- PROVIDED ENTRIES
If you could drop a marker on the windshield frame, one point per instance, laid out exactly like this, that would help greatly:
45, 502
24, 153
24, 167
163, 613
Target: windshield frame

- PROBLEM REQUIREMENTS
Repeat the listing exactly, from its first line to its last.

- REPLY
If you could drop a marker on the windshield frame, one point per instance, laid out exactly like this, that would help greatly:
45, 502
24, 153
24, 167
163, 613
Target: windshield frame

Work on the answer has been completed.